What needs to be done:
Your output should be the exact lines from the start of the data through the line containing "indicate the distant mountain", with no pictures.

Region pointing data
------
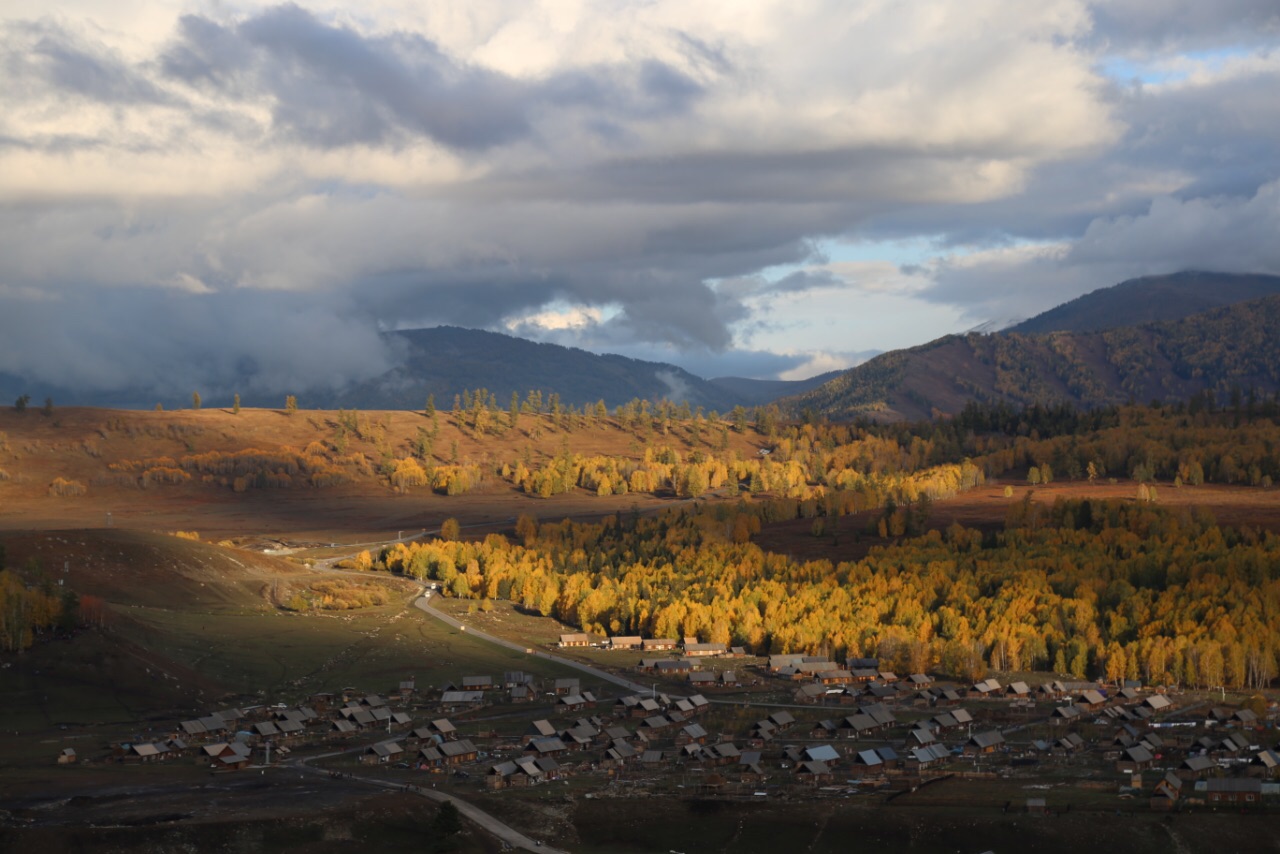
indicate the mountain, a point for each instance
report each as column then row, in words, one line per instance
column 1148, row 300
column 758, row 392
column 448, row 360
column 1232, row 346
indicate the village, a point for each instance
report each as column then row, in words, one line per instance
column 720, row 722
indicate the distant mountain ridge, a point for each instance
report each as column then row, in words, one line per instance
column 443, row 361
column 1171, row 359
column 448, row 360
column 1150, row 300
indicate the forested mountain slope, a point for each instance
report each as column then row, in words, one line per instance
column 1214, row 350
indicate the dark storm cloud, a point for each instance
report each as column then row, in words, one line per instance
column 172, row 343
column 1165, row 24
column 364, row 173
column 42, row 58
column 332, row 86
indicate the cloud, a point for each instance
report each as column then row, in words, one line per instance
column 1182, row 24
column 1229, row 234
column 626, row 177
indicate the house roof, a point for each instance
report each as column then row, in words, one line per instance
column 987, row 739
column 385, row 749
column 1138, row 753
column 1267, row 759
column 548, row 745
column 543, row 727
column 1234, row 784
column 457, row 748
column 869, row 758
column 822, row 753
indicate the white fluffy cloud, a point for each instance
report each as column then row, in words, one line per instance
column 622, row 176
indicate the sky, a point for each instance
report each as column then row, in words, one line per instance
column 247, row 195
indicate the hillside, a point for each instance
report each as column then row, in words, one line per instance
column 315, row 475
column 448, row 360
column 1150, row 300
column 1214, row 350
column 757, row 392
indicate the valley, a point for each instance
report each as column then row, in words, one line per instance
column 293, row 599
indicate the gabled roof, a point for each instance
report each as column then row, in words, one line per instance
column 859, row 722
column 931, row 753
column 548, row 745
column 987, row 739
column 725, row 750
column 543, row 727
column 1138, row 753
column 813, row 767
column 822, row 753
column 385, row 749
column 1234, row 784
column 1267, row 759
column 457, row 748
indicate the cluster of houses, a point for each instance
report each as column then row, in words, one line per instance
column 438, row 747
column 690, row 647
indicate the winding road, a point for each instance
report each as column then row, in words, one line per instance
column 507, row 834
column 425, row 604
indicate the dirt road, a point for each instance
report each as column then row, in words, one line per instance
column 507, row 834
column 425, row 604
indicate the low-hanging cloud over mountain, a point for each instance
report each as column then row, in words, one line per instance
column 209, row 195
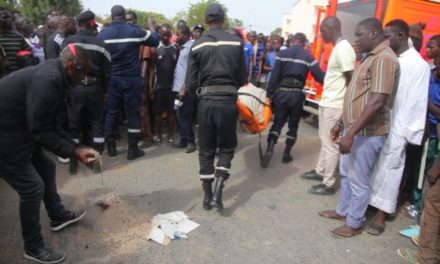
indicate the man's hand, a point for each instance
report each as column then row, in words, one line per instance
column 346, row 143
column 181, row 94
column 334, row 133
column 433, row 174
column 86, row 155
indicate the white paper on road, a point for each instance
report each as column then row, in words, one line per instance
column 167, row 226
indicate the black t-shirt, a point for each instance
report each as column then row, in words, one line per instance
column 166, row 60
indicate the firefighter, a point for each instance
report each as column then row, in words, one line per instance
column 125, row 86
column 216, row 69
column 285, row 89
column 86, row 100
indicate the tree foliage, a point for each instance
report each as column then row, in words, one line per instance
column 9, row 5
column 196, row 15
column 276, row 32
column 36, row 10
column 143, row 16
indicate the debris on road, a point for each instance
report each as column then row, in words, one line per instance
column 171, row 226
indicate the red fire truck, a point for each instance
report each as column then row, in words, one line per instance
column 352, row 12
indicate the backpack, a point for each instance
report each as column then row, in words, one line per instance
column 254, row 108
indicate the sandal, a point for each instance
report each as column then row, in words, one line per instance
column 415, row 240
column 375, row 229
column 157, row 141
column 408, row 255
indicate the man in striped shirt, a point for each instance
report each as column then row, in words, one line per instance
column 366, row 123
column 11, row 42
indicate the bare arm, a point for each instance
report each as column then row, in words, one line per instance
column 348, row 75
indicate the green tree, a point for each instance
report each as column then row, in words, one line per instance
column 196, row 13
column 36, row 10
column 277, row 32
column 235, row 23
column 181, row 15
column 143, row 16
column 8, row 4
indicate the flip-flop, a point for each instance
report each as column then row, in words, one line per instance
column 415, row 240
column 339, row 235
column 329, row 214
column 375, row 229
column 408, row 255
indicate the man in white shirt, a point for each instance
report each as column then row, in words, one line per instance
column 339, row 71
column 185, row 101
column 408, row 118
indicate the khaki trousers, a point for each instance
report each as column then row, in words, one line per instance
column 329, row 154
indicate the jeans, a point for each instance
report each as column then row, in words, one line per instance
column 355, row 170
column 185, row 119
column 124, row 92
column 33, row 180
column 217, row 129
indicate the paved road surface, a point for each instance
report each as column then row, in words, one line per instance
column 269, row 216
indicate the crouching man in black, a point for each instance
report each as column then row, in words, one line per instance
column 29, row 102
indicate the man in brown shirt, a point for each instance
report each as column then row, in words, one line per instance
column 366, row 123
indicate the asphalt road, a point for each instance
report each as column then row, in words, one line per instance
column 269, row 217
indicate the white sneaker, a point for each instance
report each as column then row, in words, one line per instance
column 64, row 161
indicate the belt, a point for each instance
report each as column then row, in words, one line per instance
column 90, row 79
column 286, row 89
column 217, row 90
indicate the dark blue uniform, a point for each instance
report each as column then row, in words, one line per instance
column 286, row 90
column 125, row 86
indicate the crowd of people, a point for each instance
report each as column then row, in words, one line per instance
column 68, row 85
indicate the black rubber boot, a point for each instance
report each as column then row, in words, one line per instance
column 264, row 162
column 97, row 165
column 134, row 151
column 217, row 196
column 207, row 188
column 286, row 156
column 111, row 147
column 98, row 147
column 73, row 166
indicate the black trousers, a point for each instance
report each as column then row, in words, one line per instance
column 86, row 109
column 33, row 180
column 287, row 106
column 185, row 119
column 217, row 129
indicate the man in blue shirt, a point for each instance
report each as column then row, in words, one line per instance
column 186, row 99
column 125, row 87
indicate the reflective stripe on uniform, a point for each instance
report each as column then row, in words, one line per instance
column 297, row 61
column 222, row 168
column 216, row 44
column 98, row 140
column 125, row 40
column 207, row 177
column 95, row 48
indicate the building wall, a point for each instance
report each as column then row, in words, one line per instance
column 302, row 18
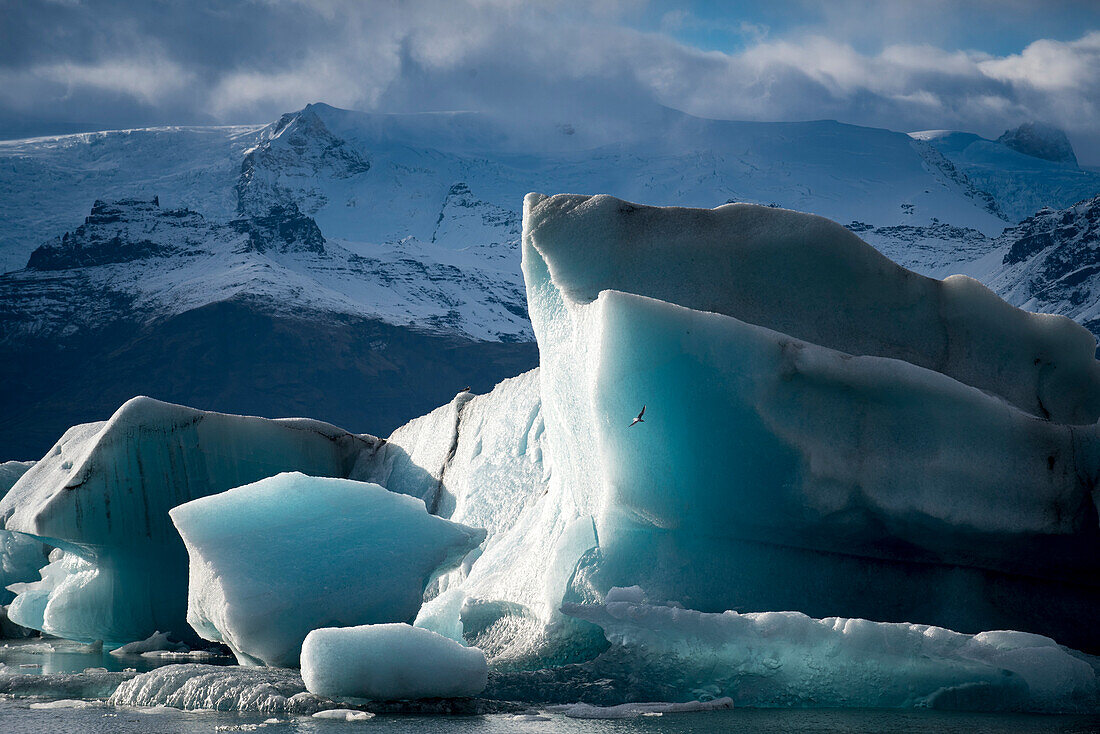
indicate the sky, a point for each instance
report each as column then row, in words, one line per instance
column 979, row 65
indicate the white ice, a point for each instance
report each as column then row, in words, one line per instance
column 155, row 643
column 825, row 431
column 272, row 560
column 636, row 710
column 389, row 663
column 103, row 492
column 220, row 688
column 20, row 556
column 789, row 659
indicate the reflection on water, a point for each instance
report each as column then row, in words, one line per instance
column 56, row 656
column 17, row 718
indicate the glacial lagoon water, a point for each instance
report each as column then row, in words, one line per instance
column 18, row 714
column 18, row 718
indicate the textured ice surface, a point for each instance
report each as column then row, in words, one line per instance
column 221, row 688
column 807, row 277
column 825, row 433
column 787, row 658
column 20, row 556
column 635, row 710
column 103, row 492
column 837, row 436
column 389, row 661
column 91, row 683
column 274, row 559
column 156, row 643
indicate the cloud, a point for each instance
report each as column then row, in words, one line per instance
column 120, row 64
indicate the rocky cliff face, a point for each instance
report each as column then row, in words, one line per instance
column 1040, row 141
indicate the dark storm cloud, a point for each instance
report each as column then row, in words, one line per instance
column 121, row 64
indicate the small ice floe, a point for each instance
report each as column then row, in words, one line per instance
column 344, row 714
column 634, row 710
column 156, row 643
column 389, row 663
column 180, row 655
column 67, row 703
column 158, row 710
column 34, row 648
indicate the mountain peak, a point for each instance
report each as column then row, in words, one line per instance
column 117, row 231
column 1040, row 141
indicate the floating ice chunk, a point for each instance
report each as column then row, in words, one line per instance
column 220, row 688
column 156, row 642
column 389, row 661
column 103, row 492
column 67, row 703
column 825, row 431
column 635, row 710
column 20, row 556
column 807, row 277
column 787, row 658
column 344, row 714
column 91, row 683
column 480, row 460
column 275, row 559
column 10, row 471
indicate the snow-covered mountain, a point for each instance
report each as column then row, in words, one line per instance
column 1024, row 170
column 1051, row 263
column 396, row 233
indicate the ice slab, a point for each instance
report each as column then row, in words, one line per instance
column 636, row 710
column 156, row 643
column 389, row 661
column 809, row 277
column 893, row 480
column 221, row 688
column 20, row 556
column 790, row 659
column 103, row 492
column 272, row 560
column 825, row 433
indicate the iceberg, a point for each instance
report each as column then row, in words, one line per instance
column 21, row 557
column 826, row 433
column 102, row 495
column 272, row 560
column 789, row 659
column 389, row 661
column 194, row 686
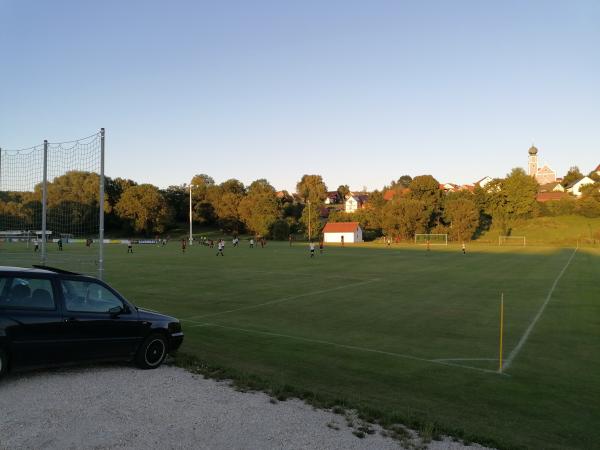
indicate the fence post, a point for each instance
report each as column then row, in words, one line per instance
column 101, row 212
column 44, row 202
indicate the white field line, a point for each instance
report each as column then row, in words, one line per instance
column 351, row 347
column 465, row 359
column 281, row 300
column 297, row 273
column 529, row 329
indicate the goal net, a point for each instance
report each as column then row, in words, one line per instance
column 431, row 239
column 50, row 197
column 512, row 240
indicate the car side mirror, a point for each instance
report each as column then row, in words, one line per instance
column 116, row 310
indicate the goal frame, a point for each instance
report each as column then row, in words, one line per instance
column 502, row 240
column 435, row 242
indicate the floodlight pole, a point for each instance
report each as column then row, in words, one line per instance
column 309, row 220
column 101, row 212
column 44, row 201
column 191, row 237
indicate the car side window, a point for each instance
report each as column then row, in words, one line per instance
column 26, row 293
column 88, row 296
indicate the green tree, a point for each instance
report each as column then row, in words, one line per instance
column 404, row 217
column 521, row 191
column 462, row 214
column 589, row 203
column 280, row 230
column 310, row 220
column 574, row 174
column 225, row 200
column 426, row 189
column 343, row 190
column 177, row 198
column 203, row 211
column 259, row 209
column 404, row 181
column 145, row 208
column 312, row 187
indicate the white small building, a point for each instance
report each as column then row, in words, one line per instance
column 575, row 188
column 342, row 232
column 355, row 201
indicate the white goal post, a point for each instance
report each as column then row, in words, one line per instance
column 431, row 239
column 512, row 240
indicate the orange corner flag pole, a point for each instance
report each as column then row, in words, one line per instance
column 501, row 330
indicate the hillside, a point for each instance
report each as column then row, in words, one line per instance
column 560, row 230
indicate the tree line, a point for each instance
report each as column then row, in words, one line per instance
column 401, row 209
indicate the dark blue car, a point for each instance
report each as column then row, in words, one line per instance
column 50, row 316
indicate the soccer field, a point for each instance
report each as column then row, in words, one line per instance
column 401, row 333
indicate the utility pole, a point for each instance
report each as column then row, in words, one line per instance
column 309, row 223
column 191, row 238
column 101, row 212
column 44, row 202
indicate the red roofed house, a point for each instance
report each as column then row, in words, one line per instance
column 356, row 201
column 550, row 196
column 350, row 231
column 393, row 192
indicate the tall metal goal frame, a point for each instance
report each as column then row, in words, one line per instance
column 42, row 153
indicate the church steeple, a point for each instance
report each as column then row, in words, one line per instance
column 532, row 161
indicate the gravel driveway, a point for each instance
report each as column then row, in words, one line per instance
column 123, row 407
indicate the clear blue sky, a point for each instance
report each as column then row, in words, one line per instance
column 360, row 92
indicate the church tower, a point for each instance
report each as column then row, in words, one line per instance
column 532, row 161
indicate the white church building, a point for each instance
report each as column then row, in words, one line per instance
column 543, row 175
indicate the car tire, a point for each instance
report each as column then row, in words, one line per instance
column 3, row 363
column 152, row 352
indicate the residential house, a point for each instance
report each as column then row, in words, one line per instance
column 551, row 187
column 332, row 198
column 543, row 197
column 485, row 180
column 355, row 202
column 342, row 232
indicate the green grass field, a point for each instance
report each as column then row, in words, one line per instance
column 400, row 333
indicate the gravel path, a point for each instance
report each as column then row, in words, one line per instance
column 123, row 407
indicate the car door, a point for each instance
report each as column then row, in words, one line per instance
column 99, row 324
column 31, row 320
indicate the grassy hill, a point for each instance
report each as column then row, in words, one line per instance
column 560, row 230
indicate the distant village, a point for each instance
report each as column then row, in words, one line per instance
column 551, row 187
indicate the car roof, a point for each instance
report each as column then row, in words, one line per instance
column 24, row 269
column 41, row 270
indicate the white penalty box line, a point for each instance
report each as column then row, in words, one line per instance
column 523, row 340
column 195, row 320
column 281, row 300
column 443, row 362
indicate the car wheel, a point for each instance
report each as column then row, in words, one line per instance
column 3, row 363
column 152, row 352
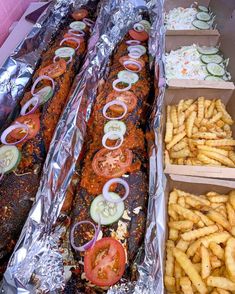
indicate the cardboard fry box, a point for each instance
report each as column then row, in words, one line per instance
column 187, row 37
column 194, row 90
column 193, row 185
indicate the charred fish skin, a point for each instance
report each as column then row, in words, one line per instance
column 90, row 184
column 18, row 188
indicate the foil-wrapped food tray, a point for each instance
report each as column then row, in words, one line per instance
column 36, row 265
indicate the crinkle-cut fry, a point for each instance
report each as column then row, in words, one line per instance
column 222, row 291
column 215, row 262
column 205, row 264
column 178, row 130
column 217, row 250
column 213, row 149
column 193, row 247
column 220, row 123
column 173, row 234
column 169, row 267
column 177, row 274
column 219, row 198
column 169, row 282
column 232, row 198
column 215, row 118
column 218, row 157
column 218, row 218
column 220, row 282
column 231, row 155
column 190, row 122
column 175, row 140
column 181, row 201
column 180, row 154
column 190, row 271
column 181, row 118
column 182, row 245
column 204, row 218
column 198, row 233
column 231, row 214
column 191, row 108
column 186, row 285
column 174, row 118
column 204, row 135
column 210, row 110
column 221, row 108
column 167, row 157
column 200, row 109
column 179, row 146
column 187, row 104
column 180, row 106
column 220, row 142
column 219, row 237
column 169, row 132
column 230, row 258
column 181, row 225
column 186, row 213
column 207, row 160
column 197, row 267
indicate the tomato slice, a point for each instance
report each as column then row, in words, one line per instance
column 104, row 264
column 72, row 43
column 128, row 97
column 140, row 36
column 32, row 121
column 112, row 163
column 55, row 69
column 131, row 66
column 79, row 14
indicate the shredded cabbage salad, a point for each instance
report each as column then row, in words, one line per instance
column 181, row 19
column 185, row 63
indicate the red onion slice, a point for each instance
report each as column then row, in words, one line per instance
column 73, row 39
column 88, row 22
column 15, row 126
column 133, row 42
column 33, row 101
column 115, row 102
column 132, row 62
column 80, row 34
column 55, row 59
column 117, row 81
column 39, row 79
column 138, row 27
column 134, row 54
column 109, row 135
column 90, row 243
column 106, row 187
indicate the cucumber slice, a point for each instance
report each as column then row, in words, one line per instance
column 211, row 58
column 65, row 52
column 207, row 50
column 204, row 16
column 128, row 77
column 141, row 47
column 215, row 69
column 213, row 78
column 77, row 25
column 10, row 157
column 45, row 94
column 115, row 125
column 107, row 212
column 203, row 8
column 201, row 25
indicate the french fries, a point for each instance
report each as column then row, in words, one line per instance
column 200, row 258
column 199, row 133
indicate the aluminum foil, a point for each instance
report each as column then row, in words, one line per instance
column 36, row 253
column 18, row 68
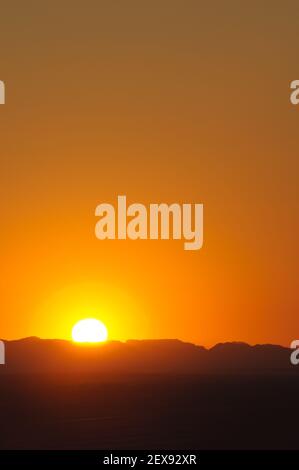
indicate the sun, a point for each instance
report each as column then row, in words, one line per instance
column 89, row 330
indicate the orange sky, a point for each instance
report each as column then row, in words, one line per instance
column 164, row 102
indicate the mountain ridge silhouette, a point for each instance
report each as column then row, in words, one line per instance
column 149, row 356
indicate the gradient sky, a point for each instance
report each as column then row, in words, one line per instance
column 164, row 101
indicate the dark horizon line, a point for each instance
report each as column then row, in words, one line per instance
column 103, row 343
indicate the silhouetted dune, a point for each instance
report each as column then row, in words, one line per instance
column 32, row 355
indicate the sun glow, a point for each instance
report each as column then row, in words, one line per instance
column 89, row 330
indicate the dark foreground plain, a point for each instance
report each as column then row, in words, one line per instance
column 203, row 411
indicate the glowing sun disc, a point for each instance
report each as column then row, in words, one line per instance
column 89, row 330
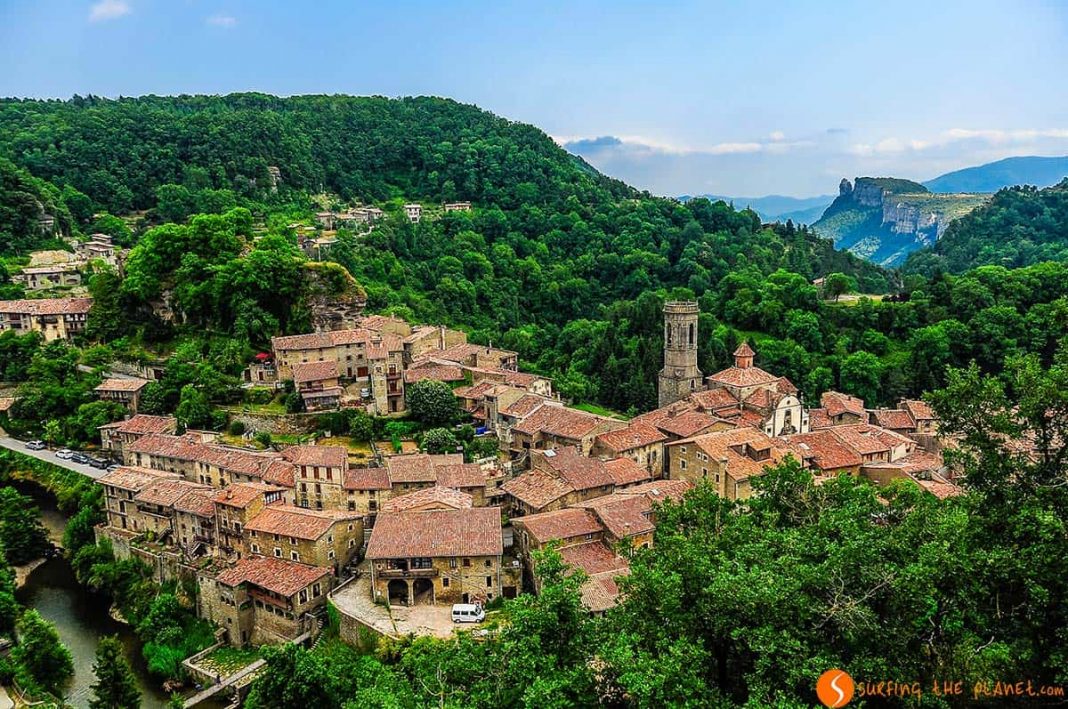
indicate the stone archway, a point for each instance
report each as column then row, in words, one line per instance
column 423, row 592
column 398, row 593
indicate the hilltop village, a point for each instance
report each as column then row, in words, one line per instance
column 394, row 539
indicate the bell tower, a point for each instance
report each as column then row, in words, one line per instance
column 680, row 375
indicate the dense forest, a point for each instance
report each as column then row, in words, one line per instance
column 1020, row 226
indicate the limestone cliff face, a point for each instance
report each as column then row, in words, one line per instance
column 883, row 219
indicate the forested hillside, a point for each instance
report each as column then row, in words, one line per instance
column 1020, row 226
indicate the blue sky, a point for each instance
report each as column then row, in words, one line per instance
column 739, row 98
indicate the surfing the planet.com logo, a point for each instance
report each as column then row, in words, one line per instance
column 835, row 689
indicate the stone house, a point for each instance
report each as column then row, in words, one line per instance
column 318, row 537
column 126, row 391
column 640, row 441
column 727, row 459
column 318, row 384
column 120, row 434
column 55, row 318
column 437, row 556
column 319, row 475
column 264, row 600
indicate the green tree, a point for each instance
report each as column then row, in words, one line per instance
column 439, row 440
column 432, row 403
column 115, row 687
column 21, row 534
column 41, row 659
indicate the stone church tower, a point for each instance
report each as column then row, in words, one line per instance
column 680, row 375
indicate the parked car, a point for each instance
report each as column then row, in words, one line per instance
column 468, row 613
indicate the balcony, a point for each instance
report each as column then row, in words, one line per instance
column 406, row 573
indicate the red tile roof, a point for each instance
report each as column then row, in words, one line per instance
column 837, row 404
column 436, row 533
column 366, row 478
column 537, row 488
column 625, row 471
column 275, row 574
column 122, row 385
column 327, row 456
column 920, row 410
column 823, row 451
column 432, row 495
column 47, row 306
column 894, row 419
column 299, row 522
column 637, row 435
column 303, row 372
column 565, row 523
column 143, row 424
------
Your solution:
indicate the mountain, a point for each instance
report each as column then row, in words, one line per instance
column 1148, row 300
column 758, row 392
column 448, row 360
column 1232, row 346
indicate the village, a point for each instance
report each as column then row, in words, one line per instance
column 720, row 722
indicate the distant mountain ridge, a point for each instance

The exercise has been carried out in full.